■ OBJECTIVE:
Output the line that contains "mark: the safety boot" and every line after it to the end of the entries, with nothing added or left out.

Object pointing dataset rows
——

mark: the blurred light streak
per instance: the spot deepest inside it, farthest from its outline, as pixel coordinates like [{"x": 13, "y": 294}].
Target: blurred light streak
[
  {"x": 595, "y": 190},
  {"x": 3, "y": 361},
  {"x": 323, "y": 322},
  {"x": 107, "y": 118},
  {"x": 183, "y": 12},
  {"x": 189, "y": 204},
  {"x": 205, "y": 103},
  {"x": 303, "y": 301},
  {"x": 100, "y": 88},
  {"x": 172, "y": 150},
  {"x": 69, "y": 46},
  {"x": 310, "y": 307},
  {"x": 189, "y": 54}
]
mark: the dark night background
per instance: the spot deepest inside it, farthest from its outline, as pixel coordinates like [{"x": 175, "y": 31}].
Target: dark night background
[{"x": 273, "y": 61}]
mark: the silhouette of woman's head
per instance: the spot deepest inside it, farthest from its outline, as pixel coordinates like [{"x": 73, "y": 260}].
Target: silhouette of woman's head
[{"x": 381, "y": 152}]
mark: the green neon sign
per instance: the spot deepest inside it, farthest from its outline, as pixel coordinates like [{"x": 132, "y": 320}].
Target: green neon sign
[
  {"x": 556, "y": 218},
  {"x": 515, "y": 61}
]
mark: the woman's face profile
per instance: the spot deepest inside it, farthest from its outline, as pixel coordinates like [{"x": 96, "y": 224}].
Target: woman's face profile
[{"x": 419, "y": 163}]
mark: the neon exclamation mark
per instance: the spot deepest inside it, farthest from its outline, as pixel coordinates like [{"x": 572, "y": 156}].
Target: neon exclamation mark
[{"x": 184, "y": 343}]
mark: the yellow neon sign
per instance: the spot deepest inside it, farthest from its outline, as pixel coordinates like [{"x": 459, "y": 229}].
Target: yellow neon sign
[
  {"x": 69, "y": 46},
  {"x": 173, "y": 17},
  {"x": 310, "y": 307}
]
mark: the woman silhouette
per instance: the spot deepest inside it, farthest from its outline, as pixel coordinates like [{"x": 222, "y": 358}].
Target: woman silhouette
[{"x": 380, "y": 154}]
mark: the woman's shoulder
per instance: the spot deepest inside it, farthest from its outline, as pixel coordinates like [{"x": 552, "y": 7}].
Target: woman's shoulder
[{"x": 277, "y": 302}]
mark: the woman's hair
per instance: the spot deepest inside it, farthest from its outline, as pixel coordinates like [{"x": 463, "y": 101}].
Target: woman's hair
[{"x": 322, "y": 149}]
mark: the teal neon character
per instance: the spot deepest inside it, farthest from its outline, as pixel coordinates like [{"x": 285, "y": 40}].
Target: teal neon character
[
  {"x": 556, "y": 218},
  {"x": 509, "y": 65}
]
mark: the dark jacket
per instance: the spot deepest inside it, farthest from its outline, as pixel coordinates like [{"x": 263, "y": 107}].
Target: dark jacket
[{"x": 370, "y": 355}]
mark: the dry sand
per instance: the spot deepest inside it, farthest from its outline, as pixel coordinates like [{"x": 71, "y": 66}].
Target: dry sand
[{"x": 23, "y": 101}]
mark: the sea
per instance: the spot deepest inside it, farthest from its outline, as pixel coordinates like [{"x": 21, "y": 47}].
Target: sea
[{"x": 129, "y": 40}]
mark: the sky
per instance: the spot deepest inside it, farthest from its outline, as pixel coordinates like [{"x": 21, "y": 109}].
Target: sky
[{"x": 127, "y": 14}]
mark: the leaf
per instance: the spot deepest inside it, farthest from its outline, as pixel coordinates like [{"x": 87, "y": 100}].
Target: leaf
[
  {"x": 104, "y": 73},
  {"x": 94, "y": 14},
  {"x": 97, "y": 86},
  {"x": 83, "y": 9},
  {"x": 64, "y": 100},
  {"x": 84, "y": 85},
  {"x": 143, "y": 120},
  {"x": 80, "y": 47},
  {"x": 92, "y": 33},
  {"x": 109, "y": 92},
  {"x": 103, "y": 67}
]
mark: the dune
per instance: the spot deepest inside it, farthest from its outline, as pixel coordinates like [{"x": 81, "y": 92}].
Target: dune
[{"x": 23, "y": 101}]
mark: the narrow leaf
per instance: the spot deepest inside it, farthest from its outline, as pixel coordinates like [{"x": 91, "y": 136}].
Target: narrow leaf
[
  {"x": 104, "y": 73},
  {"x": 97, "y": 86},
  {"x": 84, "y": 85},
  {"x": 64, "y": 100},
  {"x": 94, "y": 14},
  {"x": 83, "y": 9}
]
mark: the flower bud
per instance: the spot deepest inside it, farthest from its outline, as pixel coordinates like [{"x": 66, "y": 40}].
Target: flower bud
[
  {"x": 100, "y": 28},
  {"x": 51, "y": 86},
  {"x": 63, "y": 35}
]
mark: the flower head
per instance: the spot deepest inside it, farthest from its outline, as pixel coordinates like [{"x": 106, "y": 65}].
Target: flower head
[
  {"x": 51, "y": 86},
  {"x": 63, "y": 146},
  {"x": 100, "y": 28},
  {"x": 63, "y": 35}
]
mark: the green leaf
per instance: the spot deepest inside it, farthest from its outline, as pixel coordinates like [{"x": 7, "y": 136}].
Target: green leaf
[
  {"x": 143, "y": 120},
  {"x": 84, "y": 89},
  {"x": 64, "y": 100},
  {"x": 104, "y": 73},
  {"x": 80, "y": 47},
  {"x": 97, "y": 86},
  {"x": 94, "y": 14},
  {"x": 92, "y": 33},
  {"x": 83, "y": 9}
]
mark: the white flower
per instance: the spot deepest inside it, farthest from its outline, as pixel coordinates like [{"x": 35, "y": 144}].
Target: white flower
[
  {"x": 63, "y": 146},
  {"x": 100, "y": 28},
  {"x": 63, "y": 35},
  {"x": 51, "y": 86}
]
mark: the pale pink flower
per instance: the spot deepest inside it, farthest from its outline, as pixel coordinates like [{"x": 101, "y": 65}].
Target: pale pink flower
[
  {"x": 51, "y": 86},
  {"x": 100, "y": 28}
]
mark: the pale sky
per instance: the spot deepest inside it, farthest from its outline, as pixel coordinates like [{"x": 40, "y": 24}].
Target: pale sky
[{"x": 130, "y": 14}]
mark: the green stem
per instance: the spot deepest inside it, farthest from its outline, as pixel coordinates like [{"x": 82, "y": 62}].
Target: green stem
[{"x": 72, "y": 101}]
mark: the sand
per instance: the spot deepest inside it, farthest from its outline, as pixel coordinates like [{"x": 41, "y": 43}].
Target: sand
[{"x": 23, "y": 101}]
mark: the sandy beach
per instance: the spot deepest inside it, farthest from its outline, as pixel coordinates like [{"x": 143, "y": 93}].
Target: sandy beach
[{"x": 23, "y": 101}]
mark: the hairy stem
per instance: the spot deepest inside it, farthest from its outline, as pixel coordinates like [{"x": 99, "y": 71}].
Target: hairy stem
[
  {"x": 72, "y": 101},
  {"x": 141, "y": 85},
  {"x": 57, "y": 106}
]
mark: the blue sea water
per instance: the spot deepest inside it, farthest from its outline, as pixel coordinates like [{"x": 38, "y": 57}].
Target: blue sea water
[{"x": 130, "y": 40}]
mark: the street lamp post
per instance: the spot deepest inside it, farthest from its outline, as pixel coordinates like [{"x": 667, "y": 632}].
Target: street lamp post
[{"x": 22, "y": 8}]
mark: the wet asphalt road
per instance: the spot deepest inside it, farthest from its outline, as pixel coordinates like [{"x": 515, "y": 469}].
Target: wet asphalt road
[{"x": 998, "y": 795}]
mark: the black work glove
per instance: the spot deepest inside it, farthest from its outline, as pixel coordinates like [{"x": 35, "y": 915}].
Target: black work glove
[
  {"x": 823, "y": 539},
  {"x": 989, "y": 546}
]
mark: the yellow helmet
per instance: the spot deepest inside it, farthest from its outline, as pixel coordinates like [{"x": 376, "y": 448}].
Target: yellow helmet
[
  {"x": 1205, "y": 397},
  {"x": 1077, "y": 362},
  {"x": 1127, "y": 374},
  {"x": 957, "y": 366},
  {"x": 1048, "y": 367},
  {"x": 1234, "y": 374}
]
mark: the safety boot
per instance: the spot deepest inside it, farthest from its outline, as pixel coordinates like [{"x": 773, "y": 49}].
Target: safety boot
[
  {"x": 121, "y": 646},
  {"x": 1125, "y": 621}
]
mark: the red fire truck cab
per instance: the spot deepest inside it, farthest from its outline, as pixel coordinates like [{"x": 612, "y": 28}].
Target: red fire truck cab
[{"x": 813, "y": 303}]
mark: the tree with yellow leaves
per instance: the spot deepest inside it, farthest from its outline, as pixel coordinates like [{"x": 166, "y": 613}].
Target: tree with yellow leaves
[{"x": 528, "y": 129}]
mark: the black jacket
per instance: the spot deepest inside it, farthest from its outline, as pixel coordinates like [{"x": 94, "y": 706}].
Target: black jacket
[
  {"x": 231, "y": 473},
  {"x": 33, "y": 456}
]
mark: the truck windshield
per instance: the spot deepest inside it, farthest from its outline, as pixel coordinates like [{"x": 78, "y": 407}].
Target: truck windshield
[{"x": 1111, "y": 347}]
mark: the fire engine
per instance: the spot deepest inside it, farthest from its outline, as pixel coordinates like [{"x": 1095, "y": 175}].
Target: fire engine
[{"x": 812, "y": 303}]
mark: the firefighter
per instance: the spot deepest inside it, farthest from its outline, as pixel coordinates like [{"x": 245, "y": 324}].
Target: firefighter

——

■ FULL SOLUTION:
mark: the safety boot
per instance: the spot deepest inside it, farthest from its outline, as pixel coordinates like [{"x": 773, "y": 49}].
Target: safety boot
[
  {"x": 121, "y": 646},
  {"x": 1125, "y": 621}
]
mark: the red fire truck cab
per instance: the spot deepest inside it, farthest from its outline, as pixel coordinates like [{"x": 612, "y": 28}].
Target: red fire truck cab
[{"x": 813, "y": 303}]
mark: the tree with yellow leaves
per instance: the spot deepest inside it, farthest from its outline, as pixel coordinates like [{"x": 166, "y": 613}].
Target: tree with yellow leaves
[{"x": 528, "y": 129}]
mark: the black jacket
per instance: the spot deepest inside it, farthest from its outline, as pixel coordinates like [{"x": 94, "y": 706}].
Target: black jacket
[
  {"x": 231, "y": 473},
  {"x": 33, "y": 456}
]
mark: the truck windshield
per instance: the spot deepest inside it, farthest from its outline, as pixel coordinates like [{"x": 78, "y": 407}].
Target: truck windshield
[{"x": 1111, "y": 347}]
mark: the fire engine
per instance: the spot deepest inside it, farthest from its outline, as pixel coordinates like [{"x": 1095, "y": 175}].
Target: fire engine
[{"x": 812, "y": 303}]
mark: the firefighter
per instance: the spot deepest inside it, farthest from its outline, as pixel coordinates like [{"x": 245, "y": 324}].
Target: firefighter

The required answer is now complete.